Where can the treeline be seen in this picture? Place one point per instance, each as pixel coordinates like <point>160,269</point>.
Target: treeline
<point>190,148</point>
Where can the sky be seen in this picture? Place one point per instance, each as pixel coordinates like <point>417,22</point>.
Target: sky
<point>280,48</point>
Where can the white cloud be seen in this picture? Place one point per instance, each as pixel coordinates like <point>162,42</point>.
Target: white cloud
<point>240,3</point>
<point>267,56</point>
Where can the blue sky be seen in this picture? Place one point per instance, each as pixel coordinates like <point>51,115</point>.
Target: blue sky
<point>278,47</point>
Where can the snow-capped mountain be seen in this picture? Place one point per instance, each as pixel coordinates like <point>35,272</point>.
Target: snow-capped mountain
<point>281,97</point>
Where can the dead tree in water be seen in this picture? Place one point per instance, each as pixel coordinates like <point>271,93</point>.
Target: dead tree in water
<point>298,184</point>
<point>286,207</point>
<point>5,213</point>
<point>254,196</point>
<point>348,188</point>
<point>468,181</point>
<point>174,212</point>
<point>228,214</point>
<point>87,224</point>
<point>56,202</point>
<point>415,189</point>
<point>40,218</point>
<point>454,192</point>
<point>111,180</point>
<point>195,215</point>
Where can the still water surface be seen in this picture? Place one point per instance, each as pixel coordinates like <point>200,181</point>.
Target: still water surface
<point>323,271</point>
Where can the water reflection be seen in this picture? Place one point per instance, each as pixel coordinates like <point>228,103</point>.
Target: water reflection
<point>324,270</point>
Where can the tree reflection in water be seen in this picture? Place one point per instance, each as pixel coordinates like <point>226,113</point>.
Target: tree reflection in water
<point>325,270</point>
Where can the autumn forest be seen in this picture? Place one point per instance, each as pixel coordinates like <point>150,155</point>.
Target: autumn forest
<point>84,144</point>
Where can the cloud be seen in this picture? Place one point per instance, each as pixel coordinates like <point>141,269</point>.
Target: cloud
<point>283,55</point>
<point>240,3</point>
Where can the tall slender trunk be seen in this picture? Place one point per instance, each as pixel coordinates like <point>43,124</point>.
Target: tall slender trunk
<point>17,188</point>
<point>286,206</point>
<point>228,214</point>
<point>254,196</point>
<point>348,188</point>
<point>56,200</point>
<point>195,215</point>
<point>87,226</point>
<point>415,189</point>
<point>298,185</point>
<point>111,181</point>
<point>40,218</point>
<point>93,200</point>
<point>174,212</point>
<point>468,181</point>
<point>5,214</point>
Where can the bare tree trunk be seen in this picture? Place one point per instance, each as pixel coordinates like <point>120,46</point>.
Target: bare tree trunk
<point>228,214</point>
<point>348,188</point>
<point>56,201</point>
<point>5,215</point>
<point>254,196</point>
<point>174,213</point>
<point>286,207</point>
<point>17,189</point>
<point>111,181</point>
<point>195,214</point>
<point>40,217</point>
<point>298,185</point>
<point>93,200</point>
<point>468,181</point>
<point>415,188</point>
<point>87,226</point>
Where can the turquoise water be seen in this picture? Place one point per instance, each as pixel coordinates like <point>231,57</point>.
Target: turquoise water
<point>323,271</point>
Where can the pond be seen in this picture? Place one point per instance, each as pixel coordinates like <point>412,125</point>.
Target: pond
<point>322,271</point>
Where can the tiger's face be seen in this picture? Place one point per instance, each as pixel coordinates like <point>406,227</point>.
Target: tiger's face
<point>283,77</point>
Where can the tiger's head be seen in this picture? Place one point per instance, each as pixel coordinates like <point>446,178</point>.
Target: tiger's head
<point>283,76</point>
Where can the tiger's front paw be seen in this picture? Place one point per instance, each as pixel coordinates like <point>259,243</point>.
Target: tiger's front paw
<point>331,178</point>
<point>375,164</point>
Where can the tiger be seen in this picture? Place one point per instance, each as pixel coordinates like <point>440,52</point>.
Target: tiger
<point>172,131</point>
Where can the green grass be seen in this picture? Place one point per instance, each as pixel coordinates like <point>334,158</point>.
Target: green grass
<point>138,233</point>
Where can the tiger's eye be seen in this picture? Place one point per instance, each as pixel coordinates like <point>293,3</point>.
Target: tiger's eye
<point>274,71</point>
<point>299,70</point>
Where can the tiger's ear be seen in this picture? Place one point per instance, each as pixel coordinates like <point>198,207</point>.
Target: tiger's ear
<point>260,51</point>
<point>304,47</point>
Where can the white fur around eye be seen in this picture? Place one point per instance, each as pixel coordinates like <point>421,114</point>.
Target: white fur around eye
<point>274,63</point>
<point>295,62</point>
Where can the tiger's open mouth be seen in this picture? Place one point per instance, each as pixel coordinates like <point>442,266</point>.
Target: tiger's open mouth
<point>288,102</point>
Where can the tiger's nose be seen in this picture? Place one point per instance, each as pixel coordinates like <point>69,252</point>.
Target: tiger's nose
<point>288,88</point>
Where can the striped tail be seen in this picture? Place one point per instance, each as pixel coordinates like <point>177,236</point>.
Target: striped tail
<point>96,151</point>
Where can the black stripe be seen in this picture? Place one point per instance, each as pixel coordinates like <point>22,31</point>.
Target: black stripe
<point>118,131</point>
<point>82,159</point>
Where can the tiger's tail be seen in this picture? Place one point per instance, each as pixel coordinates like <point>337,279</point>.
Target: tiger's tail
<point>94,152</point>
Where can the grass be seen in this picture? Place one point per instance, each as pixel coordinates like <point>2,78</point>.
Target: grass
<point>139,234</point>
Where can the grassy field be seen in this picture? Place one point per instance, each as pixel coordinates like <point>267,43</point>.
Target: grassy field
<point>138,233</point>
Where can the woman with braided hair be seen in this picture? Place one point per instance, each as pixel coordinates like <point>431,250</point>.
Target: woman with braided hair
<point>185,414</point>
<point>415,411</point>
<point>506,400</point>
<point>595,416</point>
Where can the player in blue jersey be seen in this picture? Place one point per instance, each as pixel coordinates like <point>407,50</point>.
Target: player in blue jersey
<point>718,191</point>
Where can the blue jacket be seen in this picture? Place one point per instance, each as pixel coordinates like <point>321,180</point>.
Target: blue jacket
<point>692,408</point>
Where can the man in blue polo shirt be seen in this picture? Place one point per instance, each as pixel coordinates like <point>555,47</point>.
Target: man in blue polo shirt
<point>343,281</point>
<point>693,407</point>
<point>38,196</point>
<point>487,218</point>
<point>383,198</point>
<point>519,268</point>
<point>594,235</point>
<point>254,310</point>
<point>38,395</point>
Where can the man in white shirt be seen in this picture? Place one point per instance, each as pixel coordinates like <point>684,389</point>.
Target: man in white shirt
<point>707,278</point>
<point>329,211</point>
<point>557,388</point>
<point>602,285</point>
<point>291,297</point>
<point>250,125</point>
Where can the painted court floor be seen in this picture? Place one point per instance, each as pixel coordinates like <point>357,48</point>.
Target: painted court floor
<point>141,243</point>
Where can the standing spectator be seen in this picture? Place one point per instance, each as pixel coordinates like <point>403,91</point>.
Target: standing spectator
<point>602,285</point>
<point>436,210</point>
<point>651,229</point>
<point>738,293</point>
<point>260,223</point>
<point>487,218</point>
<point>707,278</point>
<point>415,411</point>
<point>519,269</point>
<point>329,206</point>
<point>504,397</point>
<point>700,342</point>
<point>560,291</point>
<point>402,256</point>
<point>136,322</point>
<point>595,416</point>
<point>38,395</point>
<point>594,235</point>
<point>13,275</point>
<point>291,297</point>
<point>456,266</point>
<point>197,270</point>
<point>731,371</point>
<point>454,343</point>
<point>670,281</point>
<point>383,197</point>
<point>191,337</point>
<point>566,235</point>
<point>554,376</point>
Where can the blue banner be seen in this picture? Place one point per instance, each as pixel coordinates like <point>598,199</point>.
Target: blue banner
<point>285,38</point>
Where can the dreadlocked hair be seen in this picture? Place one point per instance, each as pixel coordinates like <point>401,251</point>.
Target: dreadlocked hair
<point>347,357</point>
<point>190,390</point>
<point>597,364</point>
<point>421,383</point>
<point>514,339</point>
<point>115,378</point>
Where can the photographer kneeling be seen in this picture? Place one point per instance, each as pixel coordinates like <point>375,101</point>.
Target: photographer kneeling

REQUIRED ACTION
In the data above, find the line that contains "Target: bare tree trunk" and the line that contains "Where can the tiger be". Repeat exactly those lines and every line between them, and only those.

SOLUTION TO THIS PROBLEM
Target: bare tree trunk
<point>228,214</point>
<point>348,188</point>
<point>56,201</point>
<point>5,215</point>
<point>254,196</point>
<point>174,213</point>
<point>286,207</point>
<point>17,189</point>
<point>111,181</point>
<point>195,214</point>
<point>40,217</point>
<point>298,185</point>
<point>93,200</point>
<point>468,181</point>
<point>415,188</point>
<point>87,226</point>
Where can the turquoise water be seen in this picture? Place one point per instance, each as pixel coordinates like <point>231,57</point>.
Target: turquoise water
<point>323,271</point>
Where can the pond be seen in this picture? Place one point per instance, each as pixel coordinates like <point>412,125</point>.
Target: pond
<point>322,271</point>
Where can the tiger's face be seen in this picture? Place one point per instance, each as pixel coordinates like <point>406,227</point>.
Target: tiger's face
<point>283,77</point>
Where can the tiger's head be seen in this picture? Place one point per instance, each as pixel coordinates like <point>446,178</point>.
Target: tiger's head
<point>283,76</point>
Where can the tiger's front paw be seen in this picture? Place one point per instance, each as pixel coordinates like <point>259,243</point>.
Target: tiger's front paw
<point>331,178</point>
<point>375,164</point>
Where can the tiger be seen in this picture? Place one point per instance, each as pixel coordinates like <point>440,52</point>.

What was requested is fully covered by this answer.